## INSTRUKCJE DO WYKONANIA
Sformatuj cały poniższy wykaz jako CSV z dwiema kolumnami, tekst i odpowiedz, gdzie każda para treści i odpowiedzi zajmuje jeden wiersz. Oba pola ujmij w cudzysłów, a podziały wierszy zamień na spacje.

Rekordy oznaczania położenia:

□ □ □ □ □

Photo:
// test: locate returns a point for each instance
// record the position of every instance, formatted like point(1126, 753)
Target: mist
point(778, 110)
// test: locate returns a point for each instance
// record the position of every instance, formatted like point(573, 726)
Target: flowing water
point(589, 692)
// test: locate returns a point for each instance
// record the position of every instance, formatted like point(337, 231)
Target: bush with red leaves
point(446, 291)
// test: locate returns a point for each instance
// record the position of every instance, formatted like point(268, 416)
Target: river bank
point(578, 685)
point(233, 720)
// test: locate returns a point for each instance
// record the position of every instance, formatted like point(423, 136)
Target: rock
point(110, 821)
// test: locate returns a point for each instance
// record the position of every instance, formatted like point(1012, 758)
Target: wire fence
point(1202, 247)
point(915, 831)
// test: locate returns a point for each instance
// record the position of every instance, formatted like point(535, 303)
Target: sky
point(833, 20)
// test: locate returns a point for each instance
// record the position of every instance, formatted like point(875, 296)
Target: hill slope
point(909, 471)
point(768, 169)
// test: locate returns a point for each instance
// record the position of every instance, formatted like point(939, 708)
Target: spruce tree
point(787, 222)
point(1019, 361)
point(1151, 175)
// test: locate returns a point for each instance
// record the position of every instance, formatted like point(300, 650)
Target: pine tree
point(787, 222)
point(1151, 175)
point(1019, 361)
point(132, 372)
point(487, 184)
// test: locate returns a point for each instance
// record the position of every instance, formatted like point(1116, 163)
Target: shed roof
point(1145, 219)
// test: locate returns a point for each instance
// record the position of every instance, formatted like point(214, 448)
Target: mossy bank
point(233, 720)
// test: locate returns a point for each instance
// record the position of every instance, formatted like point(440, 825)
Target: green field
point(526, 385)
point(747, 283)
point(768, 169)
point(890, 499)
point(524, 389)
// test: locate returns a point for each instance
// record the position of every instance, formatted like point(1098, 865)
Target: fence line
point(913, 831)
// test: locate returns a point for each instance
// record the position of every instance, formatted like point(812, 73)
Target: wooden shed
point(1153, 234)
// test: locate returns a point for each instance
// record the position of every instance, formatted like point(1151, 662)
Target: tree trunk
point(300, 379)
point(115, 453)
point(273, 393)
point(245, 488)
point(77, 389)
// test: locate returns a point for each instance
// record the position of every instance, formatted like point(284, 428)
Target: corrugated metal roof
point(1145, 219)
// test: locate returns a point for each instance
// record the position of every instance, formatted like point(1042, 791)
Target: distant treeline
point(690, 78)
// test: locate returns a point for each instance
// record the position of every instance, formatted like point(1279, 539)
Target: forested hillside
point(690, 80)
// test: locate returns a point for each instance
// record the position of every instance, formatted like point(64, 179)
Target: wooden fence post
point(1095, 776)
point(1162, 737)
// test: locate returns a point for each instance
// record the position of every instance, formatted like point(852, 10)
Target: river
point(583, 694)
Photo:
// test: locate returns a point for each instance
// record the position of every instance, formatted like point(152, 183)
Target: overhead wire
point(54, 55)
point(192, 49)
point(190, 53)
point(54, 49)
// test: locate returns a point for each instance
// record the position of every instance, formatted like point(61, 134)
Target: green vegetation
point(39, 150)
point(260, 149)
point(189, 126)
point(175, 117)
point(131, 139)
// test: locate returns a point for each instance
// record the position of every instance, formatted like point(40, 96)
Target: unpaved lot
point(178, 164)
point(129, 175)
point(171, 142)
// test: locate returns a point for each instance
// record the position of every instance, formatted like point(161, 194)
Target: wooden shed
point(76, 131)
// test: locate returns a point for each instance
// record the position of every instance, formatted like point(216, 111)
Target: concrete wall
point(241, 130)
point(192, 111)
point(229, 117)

□ □ □ □ □

## WYNIK ĆWICZENIA
tekst,odpowiedz
"Photo: // test: locate returns a point for each instance // record the position of every instance, formatted like point(1126, 753) Target: mist","point(778, 110)"
"// test: locate returns a point for each instance // record the position of every instance, formatted like point(573, 726) Target: flowing water","point(589, 692)"
"// test: locate returns a point for each instance // record the position of every instance, formatted like point(337, 231) Target: bush with red leaves","point(446, 291)"
"// test: locate returns a point for each instance // record the position of every instance, formatted like point(268, 416) Target: river bank","point(578, 685) point(233, 720)"
"// test: locate returns a point for each instance // record the position of every instance, formatted like point(423, 136) Target: rock","point(110, 821)"
"// test: locate returns a point for each instance // record the position of every instance, formatted like point(1012, 758) Target: wire fence","point(1202, 247) point(915, 831)"
"// test: locate returns a point for each instance // record the position of every instance, formatted like point(535, 303) Target: sky","point(833, 20)"
"// test: locate returns a point for each instance // record the position of every instance, formatted like point(875, 296) Target: hill slope","point(909, 471) point(768, 169)"
"// test: locate returns a point for each instance // record the position of every instance, formatted like point(939, 708) Target: spruce tree","point(787, 222) point(1019, 361) point(1151, 175)"
"// test: locate returns a point for each instance // record the position of every instance, formatted like point(300, 650) Target: pine tree","point(787, 222) point(1151, 175) point(1019, 361) point(132, 372) point(487, 184)"
"// test: locate returns a point for each instance // record the position of every instance, formatted like point(1116, 163) Target: shed roof","point(1145, 219)"
"// test: locate returns a point for each instance // record the position of every instance, formatted like point(214, 448) Target: mossy bank","point(233, 720)"
"// test: locate returns a point for each instance // record the position of every instance, formatted like point(440, 825) Target: green field","point(526, 385) point(747, 283) point(768, 169) point(890, 499) point(524, 389)"
"// test: locate returns a point for each instance // record the position of every instance, formatted like point(1098, 865) Target: fence line","point(913, 831)"
"// test: locate returns a point for each instance // record the position of every instance, formatted like point(812, 73) Target: wooden shed","point(1153, 234)"
"// test: locate returns a point for each instance // record the position of every instance, formatted like point(1151, 662) Target: tree trunk","point(300, 379) point(115, 453) point(273, 393) point(245, 488) point(77, 389)"
"// test: locate returns a point for each instance // record the position of every instance, formatted like point(284, 428) Target: corrugated metal roof","point(1145, 219)"
"// test: locate returns a point for each instance // record the position of every instance, formatted like point(1042, 791) Target: distant treeline","point(690, 78)"
"// test: locate returns a point for each instance // record the position of every instance, formatted like point(1279, 539) Target: forested hillside","point(690, 80)"
"// test: locate returns a point for each instance // record the position of every instance, formatted like point(64, 179) Target: wooden fence post","point(1095, 776) point(1162, 737)"
"// test: locate returns a point for each instance // record the position of every instance, formatted like point(852, 10) Target: river","point(583, 694)"
"Photo: // test: locate returns a point for each instance // record the position of every instance, formatted like point(152, 183) Target: overhead wire","point(54, 55) point(192, 49) point(190, 53) point(54, 49)"
"// test: locate returns a point for each instance // record the position of every instance, formatted like point(61, 134) Target: green vegetation","point(39, 150) point(260, 149) point(189, 126) point(175, 117) point(131, 139)"
"// test: locate returns a point for each instance // record the position of every instance, formatted like point(40, 96) Target: unpaved lot","point(178, 164) point(129, 175) point(171, 142)"
"// test: locate returns a point for each instance // record the position of every instance, formatted like point(161, 194) Target: wooden shed","point(76, 131)"
"// test: locate returns a point for each instance // record the position of every instance, formatted like point(216, 111) Target: concrete wall","point(241, 130) point(192, 111) point(229, 117)"